Activity | Would you retype exactly the lines below, from the one containing "Target: brown hair" through the end of the entries, both ends included, but not the pictures?

Data for the task |
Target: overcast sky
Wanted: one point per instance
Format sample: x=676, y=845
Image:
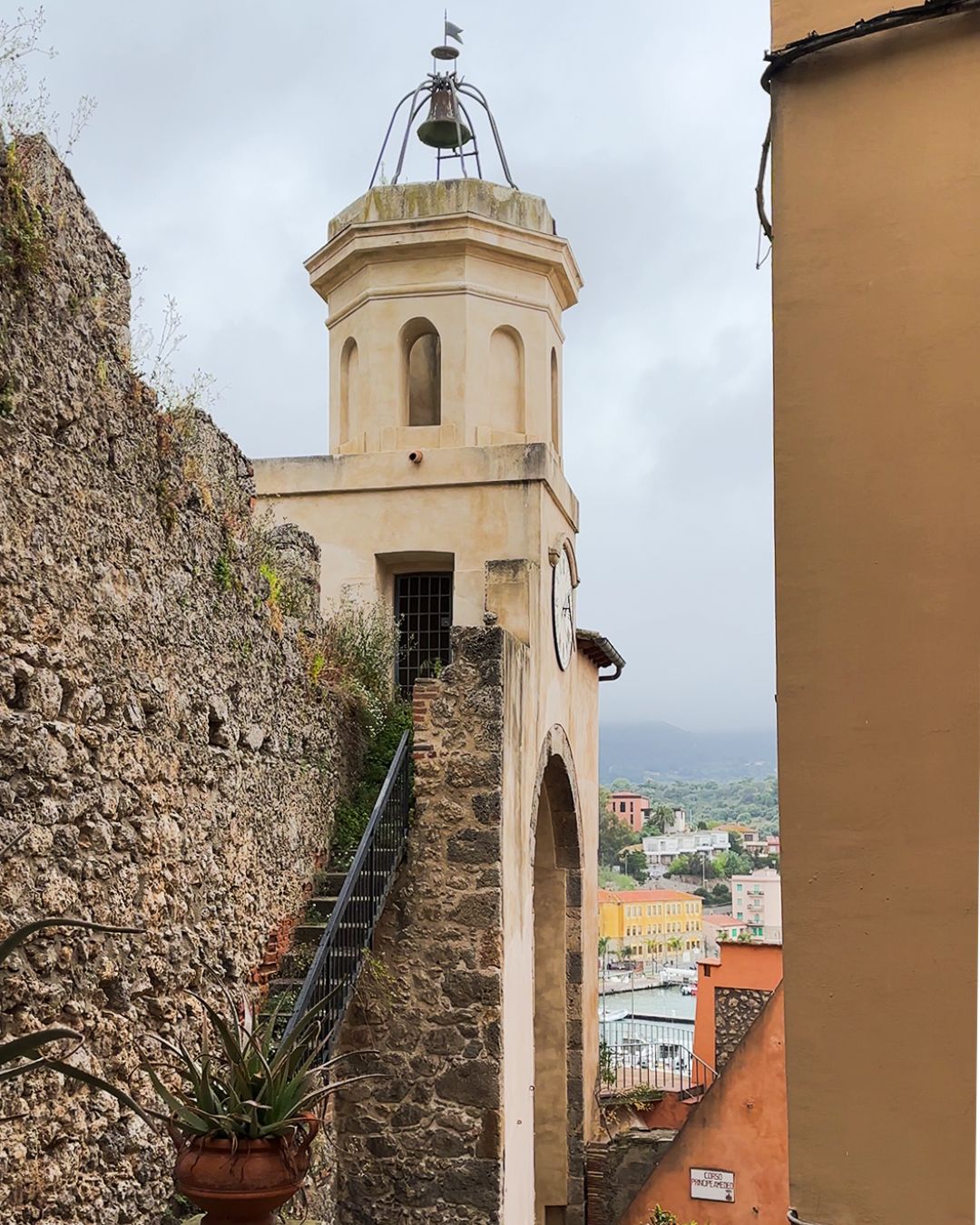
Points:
x=227, y=135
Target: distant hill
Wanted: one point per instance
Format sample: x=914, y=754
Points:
x=659, y=750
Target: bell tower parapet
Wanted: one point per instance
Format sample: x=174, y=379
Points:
x=445, y=318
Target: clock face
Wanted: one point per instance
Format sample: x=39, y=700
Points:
x=561, y=609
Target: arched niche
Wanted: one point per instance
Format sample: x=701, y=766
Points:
x=349, y=387
x=555, y=402
x=507, y=381
x=422, y=359
x=557, y=984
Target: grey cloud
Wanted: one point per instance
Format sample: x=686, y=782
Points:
x=230, y=132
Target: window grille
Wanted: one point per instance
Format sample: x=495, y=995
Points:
x=423, y=609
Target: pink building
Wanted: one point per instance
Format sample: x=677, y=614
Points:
x=631, y=808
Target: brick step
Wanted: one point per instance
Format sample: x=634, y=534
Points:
x=329, y=882
x=322, y=904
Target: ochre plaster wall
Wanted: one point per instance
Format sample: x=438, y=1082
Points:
x=797, y=18
x=876, y=275
x=739, y=1126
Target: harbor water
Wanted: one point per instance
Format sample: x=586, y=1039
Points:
x=657, y=1014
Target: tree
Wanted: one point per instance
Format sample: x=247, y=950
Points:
x=634, y=864
x=609, y=878
x=614, y=838
x=657, y=819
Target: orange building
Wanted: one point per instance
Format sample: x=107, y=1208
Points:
x=734, y=1138
x=630, y=808
x=731, y=990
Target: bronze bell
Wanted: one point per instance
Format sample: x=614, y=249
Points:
x=444, y=129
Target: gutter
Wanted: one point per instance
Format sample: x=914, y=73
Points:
x=602, y=653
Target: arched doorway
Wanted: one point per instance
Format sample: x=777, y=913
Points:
x=557, y=997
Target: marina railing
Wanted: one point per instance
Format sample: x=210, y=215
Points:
x=634, y=1064
x=331, y=979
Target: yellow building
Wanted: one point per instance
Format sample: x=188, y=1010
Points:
x=663, y=924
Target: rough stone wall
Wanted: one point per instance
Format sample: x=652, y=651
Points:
x=735, y=1010
x=165, y=759
x=618, y=1168
x=424, y=1144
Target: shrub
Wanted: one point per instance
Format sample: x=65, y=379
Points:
x=354, y=811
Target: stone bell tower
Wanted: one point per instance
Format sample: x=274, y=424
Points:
x=444, y=495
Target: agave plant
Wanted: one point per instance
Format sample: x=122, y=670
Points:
x=28, y=1051
x=242, y=1082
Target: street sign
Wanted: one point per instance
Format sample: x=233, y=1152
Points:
x=718, y=1185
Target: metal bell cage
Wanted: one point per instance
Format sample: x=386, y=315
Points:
x=447, y=128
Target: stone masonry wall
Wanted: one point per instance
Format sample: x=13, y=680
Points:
x=424, y=1144
x=165, y=756
x=735, y=1010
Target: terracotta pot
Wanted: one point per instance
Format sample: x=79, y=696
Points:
x=241, y=1183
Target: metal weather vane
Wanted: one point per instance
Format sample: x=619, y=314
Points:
x=447, y=128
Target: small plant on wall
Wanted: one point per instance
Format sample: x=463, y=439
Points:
x=662, y=1217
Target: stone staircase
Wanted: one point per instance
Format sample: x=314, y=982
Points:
x=287, y=984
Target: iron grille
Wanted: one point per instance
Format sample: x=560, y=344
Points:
x=423, y=609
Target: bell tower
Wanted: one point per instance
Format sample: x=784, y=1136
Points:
x=445, y=318
x=444, y=496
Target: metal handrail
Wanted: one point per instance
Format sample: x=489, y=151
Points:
x=652, y=1063
x=331, y=979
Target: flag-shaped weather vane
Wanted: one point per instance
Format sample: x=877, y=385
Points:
x=447, y=128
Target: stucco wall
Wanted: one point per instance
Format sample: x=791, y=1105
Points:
x=163, y=751
x=740, y=1126
x=876, y=266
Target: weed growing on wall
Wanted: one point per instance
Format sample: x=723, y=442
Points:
x=24, y=237
x=353, y=814
x=356, y=652
x=24, y=109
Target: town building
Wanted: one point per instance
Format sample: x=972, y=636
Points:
x=663, y=849
x=661, y=924
x=755, y=844
x=718, y=928
x=631, y=808
x=757, y=899
x=717, y=1149
x=876, y=312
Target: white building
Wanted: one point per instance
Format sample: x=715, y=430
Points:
x=757, y=899
x=663, y=849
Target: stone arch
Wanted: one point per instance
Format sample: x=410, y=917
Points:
x=422, y=373
x=507, y=380
x=349, y=387
x=556, y=865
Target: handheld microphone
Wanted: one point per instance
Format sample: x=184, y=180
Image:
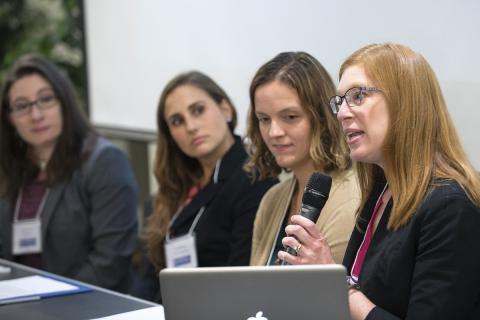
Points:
x=314, y=198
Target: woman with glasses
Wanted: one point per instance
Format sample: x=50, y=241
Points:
x=206, y=202
x=414, y=253
x=291, y=128
x=68, y=197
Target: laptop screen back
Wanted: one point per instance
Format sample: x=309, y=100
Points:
x=255, y=293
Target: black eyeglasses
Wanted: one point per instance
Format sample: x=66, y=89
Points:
x=23, y=107
x=354, y=97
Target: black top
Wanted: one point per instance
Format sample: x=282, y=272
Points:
x=224, y=231
x=430, y=267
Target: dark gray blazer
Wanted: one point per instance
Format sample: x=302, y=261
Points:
x=89, y=223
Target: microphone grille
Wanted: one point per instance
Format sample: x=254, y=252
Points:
x=317, y=190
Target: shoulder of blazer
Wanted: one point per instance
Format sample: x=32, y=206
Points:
x=100, y=145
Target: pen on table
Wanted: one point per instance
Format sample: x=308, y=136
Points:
x=20, y=299
x=4, y=270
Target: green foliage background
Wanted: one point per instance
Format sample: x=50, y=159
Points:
x=51, y=28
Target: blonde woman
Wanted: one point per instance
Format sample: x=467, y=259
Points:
x=415, y=252
x=291, y=128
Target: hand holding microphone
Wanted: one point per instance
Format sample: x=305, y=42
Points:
x=314, y=198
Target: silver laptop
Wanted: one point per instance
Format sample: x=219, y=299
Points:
x=255, y=293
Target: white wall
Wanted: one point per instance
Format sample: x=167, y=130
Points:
x=135, y=46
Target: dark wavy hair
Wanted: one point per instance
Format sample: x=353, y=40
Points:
x=176, y=172
x=16, y=165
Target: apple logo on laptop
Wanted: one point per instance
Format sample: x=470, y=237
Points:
x=258, y=316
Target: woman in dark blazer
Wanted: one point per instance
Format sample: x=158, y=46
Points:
x=415, y=252
x=205, y=197
x=74, y=190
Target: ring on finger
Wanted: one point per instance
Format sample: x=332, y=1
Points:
x=297, y=249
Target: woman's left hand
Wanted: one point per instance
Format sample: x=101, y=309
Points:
x=311, y=246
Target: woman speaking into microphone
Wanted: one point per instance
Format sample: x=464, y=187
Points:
x=414, y=253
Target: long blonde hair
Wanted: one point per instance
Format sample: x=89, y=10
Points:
x=314, y=86
x=176, y=172
x=421, y=143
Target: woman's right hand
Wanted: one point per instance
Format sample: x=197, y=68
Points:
x=311, y=246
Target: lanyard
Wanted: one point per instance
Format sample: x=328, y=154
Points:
x=199, y=213
x=16, y=213
x=367, y=238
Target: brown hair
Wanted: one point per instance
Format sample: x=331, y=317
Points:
x=421, y=143
x=314, y=87
x=16, y=166
x=176, y=172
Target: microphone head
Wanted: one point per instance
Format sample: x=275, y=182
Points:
x=317, y=190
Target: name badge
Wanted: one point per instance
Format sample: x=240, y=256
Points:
x=181, y=252
x=27, y=237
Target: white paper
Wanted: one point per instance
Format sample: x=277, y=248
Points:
x=33, y=285
x=153, y=313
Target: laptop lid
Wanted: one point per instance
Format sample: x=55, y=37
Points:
x=255, y=293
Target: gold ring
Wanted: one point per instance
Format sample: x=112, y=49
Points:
x=297, y=249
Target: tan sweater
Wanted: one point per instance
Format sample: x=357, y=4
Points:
x=336, y=221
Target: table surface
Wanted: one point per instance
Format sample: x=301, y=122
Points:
x=93, y=304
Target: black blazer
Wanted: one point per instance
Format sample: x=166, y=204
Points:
x=224, y=232
x=89, y=222
x=427, y=269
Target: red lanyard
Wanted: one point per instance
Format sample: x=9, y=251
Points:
x=362, y=250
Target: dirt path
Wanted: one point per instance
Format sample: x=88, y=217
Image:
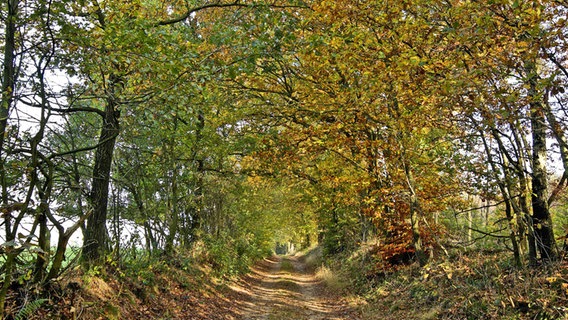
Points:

Solution below |
Target: brown hair
Wanted: one point per instance
Format sample: x=331, y=317
Points:
x=421, y=143
x=314, y=87
x=16, y=166
x=176, y=172
Target: microphone head
Wanted: one point per instance
Format sample: x=275, y=182
Points:
x=317, y=190
Target: name badge
Wanted: one point per instance
Format sample: x=240, y=256
Points:
x=181, y=252
x=27, y=237
Target: white paper
Wanted: one point per instance
Format sample: x=277, y=248
Points:
x=33, y=285
x=153, y=313
Target: laptop lid
Wanted: one point per instance
Format sample: x=55, y=37
Points:
x=255, y=293
Target: gold ring
Wanted: one point per instance
Format sample: x=112, y=49
Points:
x=297, y=249
Target: tan sweater
Wanted: one point per instance
Format sample: x=357, y=4
Points:
x=336, y=221
Target: table surface
Wanted: one point per instance
Format sample: x=301, y=122
Points:
x=93, y=304
Target: black blazer
Wanted: one point per instance
Format sample: x=166, y=204
Points:
x=224, y=232
x=89, y=222
x=427, y=269
Target: red lanyard
Wanted: one point per instance
Format sample: x=9, y=251
Points:
x=362, y=250
Target: dirt path
Wanted: one point per instance
Format sample: x=88, y=217
Image:
Points:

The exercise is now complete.